Photo-based referring expression data

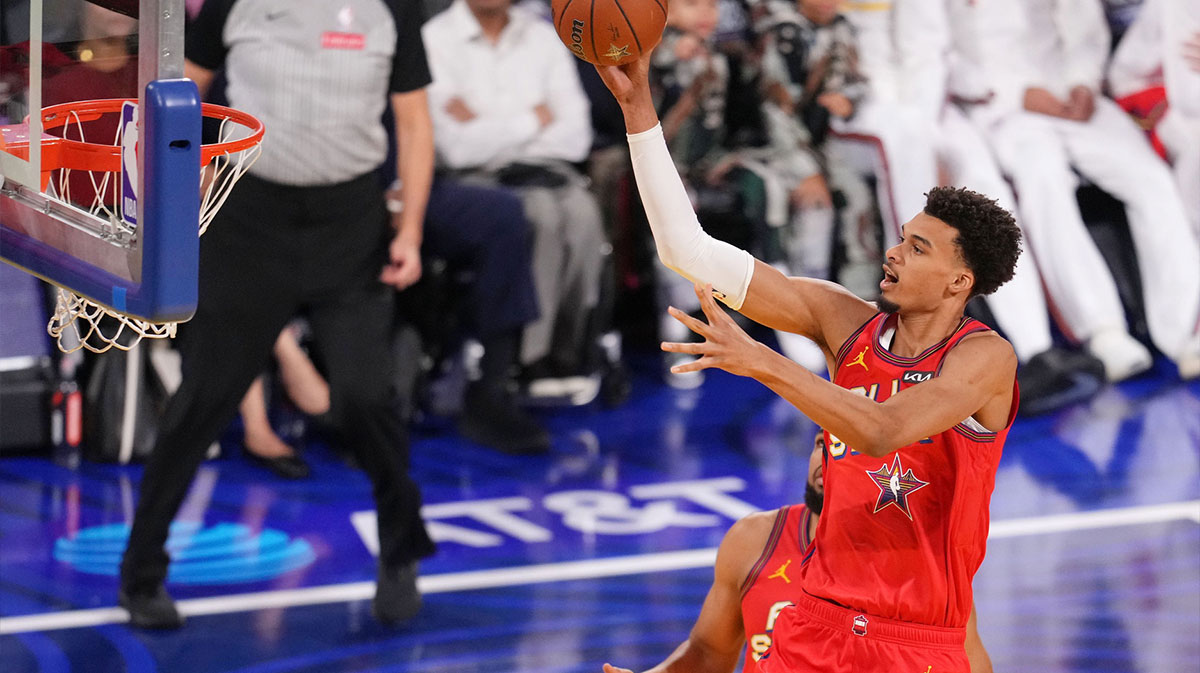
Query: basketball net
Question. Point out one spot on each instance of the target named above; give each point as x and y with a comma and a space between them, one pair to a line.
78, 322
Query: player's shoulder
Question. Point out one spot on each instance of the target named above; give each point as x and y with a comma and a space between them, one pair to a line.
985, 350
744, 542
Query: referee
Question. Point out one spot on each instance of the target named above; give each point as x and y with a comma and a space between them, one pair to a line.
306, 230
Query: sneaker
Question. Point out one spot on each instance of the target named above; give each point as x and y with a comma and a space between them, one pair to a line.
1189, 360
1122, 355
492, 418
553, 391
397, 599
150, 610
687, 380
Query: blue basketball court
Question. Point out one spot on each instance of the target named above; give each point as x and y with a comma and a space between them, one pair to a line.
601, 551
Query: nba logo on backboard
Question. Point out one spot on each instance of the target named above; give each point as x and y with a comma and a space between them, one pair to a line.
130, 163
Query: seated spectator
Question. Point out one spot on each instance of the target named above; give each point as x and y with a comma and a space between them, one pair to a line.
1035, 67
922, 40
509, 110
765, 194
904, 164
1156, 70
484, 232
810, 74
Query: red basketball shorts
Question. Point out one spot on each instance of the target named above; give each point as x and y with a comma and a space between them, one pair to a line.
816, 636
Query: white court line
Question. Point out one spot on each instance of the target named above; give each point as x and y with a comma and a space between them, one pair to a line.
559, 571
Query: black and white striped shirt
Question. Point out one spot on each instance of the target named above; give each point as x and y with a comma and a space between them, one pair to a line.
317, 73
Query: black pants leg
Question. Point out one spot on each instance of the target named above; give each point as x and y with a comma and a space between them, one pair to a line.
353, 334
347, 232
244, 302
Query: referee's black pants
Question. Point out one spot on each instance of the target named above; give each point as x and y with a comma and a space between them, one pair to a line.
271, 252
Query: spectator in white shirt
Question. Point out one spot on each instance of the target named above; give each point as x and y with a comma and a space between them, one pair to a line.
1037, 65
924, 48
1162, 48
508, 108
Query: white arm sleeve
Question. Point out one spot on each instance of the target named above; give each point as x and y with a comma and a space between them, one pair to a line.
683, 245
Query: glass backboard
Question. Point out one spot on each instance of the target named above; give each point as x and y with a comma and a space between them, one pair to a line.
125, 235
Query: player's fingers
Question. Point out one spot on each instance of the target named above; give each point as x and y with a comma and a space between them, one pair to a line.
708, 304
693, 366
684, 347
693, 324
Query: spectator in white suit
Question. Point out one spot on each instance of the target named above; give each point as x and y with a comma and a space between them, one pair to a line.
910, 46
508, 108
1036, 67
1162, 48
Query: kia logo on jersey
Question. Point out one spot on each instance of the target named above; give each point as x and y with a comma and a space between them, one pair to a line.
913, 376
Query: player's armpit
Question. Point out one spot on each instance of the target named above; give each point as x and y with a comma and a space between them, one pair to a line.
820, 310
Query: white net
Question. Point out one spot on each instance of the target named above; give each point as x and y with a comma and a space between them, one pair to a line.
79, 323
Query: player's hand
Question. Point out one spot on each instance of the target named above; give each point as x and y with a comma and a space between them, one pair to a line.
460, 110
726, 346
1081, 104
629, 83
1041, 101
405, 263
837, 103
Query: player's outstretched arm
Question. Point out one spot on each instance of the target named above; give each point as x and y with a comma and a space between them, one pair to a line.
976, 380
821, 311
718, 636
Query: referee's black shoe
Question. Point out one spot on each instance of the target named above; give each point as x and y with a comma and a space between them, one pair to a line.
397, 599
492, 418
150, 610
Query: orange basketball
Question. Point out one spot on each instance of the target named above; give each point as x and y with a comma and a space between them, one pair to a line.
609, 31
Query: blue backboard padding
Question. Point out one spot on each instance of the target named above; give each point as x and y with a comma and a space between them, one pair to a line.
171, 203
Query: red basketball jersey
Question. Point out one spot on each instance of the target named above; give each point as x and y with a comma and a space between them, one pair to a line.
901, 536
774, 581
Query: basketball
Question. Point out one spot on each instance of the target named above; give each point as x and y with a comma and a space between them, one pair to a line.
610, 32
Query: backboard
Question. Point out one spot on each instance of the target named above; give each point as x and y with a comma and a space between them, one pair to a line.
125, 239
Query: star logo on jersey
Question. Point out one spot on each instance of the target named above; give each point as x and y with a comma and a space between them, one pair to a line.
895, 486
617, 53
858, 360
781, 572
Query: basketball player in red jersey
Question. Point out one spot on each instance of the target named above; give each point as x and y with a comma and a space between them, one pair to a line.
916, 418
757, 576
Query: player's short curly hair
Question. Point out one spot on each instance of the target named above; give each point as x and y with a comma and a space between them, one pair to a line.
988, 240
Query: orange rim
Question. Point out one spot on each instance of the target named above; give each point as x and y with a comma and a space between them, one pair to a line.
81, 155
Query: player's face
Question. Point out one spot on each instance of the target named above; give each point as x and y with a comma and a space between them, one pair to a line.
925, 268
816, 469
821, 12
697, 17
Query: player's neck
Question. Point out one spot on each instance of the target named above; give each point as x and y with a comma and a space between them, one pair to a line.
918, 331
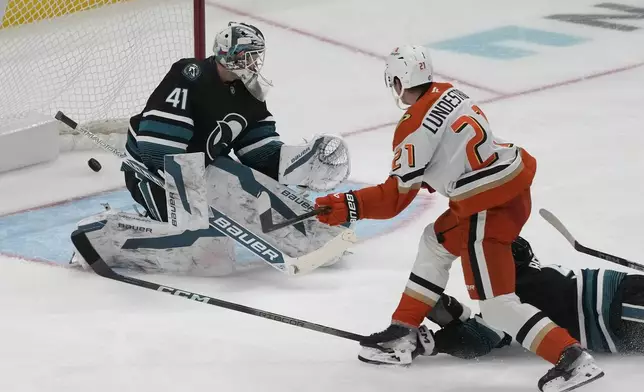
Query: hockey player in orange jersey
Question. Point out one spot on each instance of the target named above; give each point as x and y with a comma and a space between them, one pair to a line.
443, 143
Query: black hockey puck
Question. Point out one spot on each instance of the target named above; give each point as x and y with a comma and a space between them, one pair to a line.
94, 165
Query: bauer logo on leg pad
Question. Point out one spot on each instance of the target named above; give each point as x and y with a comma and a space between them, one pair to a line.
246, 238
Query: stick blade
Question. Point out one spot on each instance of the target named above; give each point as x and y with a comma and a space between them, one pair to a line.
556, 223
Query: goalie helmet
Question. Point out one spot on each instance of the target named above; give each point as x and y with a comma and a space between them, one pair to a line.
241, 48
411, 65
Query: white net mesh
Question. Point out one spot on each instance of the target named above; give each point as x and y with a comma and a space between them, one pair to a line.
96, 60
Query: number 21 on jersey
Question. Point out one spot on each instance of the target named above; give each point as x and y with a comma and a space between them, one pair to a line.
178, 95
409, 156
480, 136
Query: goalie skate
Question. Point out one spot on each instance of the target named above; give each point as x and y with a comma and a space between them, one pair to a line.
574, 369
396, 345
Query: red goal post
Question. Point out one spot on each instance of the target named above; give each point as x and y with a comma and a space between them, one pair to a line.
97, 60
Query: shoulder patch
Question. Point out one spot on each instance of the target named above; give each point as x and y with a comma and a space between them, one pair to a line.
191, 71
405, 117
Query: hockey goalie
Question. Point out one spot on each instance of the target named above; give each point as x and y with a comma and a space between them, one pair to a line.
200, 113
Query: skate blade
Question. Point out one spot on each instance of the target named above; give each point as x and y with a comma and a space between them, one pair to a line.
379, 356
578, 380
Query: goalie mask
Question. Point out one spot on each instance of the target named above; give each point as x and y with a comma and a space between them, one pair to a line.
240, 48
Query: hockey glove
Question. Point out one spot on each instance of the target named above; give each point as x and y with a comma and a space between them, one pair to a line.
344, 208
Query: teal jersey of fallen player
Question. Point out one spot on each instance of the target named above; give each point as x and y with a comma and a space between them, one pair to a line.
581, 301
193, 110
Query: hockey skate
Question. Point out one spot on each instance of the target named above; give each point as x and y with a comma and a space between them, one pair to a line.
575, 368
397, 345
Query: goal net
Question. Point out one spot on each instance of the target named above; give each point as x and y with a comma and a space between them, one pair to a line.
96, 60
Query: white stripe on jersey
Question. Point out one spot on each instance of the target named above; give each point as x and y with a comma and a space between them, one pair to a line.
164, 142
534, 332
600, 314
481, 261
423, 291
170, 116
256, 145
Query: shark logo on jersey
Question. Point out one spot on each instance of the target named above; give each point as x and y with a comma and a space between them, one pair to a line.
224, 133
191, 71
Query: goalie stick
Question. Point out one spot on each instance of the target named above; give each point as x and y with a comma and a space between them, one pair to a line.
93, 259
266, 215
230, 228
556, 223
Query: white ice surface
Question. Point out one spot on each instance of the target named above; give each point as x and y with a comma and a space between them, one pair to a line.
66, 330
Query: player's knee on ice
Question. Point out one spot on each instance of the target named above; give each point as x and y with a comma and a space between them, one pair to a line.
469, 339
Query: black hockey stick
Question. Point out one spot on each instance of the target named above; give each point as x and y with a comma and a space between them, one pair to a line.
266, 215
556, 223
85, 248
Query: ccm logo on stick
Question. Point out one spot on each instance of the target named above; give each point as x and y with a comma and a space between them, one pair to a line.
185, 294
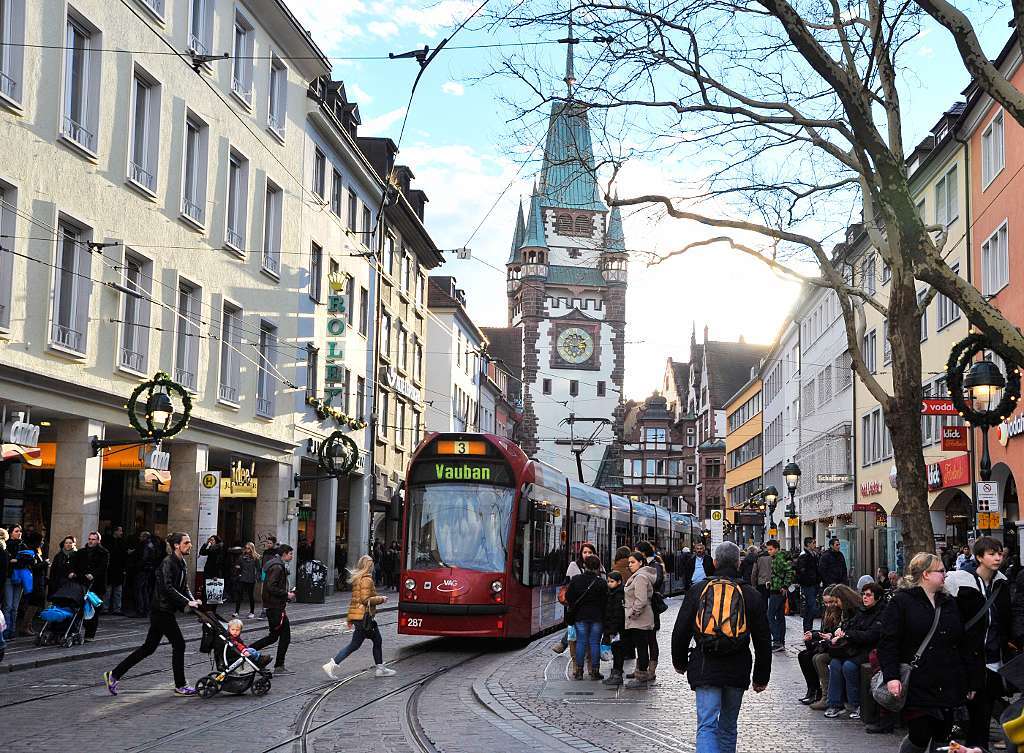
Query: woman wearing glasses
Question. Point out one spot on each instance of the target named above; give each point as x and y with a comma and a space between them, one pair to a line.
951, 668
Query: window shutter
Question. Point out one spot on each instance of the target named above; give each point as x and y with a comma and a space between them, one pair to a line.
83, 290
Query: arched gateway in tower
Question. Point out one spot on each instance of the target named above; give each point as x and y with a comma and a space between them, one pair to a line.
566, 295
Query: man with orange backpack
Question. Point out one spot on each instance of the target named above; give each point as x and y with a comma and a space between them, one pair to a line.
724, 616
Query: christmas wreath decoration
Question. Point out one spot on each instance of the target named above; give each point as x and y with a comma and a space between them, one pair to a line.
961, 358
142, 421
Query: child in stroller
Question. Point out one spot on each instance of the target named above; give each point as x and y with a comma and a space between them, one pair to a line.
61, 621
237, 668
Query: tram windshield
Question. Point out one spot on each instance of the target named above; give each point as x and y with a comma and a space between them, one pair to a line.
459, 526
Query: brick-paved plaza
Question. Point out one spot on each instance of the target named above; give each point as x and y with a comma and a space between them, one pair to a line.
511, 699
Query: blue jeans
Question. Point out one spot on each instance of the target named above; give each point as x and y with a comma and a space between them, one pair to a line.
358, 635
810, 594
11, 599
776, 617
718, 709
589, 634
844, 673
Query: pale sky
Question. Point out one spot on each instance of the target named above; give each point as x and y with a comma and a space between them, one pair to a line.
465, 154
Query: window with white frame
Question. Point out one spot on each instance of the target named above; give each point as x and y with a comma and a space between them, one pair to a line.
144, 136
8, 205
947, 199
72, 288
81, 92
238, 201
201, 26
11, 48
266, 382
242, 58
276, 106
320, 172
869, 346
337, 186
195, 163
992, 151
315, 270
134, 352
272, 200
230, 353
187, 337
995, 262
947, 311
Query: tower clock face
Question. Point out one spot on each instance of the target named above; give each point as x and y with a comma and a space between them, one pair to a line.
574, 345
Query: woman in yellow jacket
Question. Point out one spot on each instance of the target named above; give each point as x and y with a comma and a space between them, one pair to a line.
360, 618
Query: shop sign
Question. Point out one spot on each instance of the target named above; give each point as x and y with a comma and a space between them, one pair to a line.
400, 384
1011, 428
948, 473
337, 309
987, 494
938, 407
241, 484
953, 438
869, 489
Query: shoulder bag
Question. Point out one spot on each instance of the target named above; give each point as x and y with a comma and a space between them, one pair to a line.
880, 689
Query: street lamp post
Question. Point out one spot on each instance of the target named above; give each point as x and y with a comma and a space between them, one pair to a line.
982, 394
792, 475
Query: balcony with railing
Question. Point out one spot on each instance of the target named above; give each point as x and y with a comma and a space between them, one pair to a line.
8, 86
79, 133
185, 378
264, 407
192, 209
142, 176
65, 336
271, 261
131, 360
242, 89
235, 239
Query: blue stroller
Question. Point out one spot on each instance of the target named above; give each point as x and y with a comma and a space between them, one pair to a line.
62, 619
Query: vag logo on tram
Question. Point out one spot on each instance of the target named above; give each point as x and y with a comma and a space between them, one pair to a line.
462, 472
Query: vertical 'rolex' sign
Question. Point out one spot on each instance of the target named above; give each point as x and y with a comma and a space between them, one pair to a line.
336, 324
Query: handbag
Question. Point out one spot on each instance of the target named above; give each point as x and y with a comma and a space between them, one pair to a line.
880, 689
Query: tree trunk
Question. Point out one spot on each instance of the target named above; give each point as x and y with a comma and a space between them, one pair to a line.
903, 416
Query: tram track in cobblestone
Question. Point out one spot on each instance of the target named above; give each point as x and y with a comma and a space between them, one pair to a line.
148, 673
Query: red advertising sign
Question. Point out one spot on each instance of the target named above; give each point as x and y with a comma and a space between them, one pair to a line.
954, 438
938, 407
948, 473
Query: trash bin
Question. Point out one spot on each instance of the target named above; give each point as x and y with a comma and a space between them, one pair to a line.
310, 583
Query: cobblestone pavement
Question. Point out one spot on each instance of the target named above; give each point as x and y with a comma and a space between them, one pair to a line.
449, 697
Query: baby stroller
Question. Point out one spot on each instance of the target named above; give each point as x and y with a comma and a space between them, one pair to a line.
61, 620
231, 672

* _TASK GOAL_
Given the records above, restate word for word only the lines starting at the one with "Query: backboard" and ending at the one with "Query: star logo on jersey".

* _EXERCISE OUTPUT_
Query: backboard
Question. Point out one spot on each instance of the target named above; give each point as x and y with a comma and a space between them, one pair to a line.
125, 239
Query: star logo on jersey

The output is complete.